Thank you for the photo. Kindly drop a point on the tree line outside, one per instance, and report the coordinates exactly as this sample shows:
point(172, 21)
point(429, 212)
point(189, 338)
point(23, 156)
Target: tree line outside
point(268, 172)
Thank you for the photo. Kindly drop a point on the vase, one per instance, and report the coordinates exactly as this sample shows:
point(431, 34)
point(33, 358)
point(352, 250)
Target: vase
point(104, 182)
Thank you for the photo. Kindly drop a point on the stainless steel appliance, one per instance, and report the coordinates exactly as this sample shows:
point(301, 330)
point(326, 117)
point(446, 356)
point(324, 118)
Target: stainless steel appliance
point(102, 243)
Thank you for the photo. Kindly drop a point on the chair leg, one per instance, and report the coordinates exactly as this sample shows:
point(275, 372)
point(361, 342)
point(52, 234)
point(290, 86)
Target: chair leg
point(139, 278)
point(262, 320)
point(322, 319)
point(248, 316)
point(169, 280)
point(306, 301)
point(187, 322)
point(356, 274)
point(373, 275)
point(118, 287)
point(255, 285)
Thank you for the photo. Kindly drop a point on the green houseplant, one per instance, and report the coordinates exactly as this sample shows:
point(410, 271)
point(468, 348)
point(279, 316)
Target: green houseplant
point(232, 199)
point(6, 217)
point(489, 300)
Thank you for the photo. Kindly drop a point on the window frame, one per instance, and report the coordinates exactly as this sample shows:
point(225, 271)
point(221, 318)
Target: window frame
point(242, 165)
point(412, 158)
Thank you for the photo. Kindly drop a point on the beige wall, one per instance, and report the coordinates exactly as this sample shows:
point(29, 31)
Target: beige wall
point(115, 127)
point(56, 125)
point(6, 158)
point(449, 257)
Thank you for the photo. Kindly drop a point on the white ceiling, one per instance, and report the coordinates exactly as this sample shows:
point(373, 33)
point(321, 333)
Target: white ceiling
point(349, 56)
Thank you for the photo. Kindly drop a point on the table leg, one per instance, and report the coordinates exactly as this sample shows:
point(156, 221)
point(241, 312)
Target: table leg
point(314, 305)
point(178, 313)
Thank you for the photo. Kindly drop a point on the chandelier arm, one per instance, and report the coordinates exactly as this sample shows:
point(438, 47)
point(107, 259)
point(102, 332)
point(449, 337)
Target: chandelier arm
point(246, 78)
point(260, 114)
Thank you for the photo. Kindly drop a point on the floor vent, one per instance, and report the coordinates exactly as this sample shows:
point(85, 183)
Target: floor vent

══════

Problem: Reproduce exactly the final stretch of the listing, starting at the line that contains "point(156, 221)" and ending with the last line.

Solved problem:
point(156, 221)
point(241, 312)
Target: table leg
point(314, 305)
point(178, 313)
Thank you for the photo. Kindly drop a point on the chandelier arm, one per instance, and report the coordinates exactly as this sample shows:
point(438, 47)
point(107, 259)
point(102, 332)
point(449, 337)
Target: chandelier arm
point(246, 78)
point(260, 114)
Thank you for the photo. Kindly drop a point on the floor vent, one per instance, and report the coordinates exactly as this sample shows:
point(85, 183)
Target: floor vent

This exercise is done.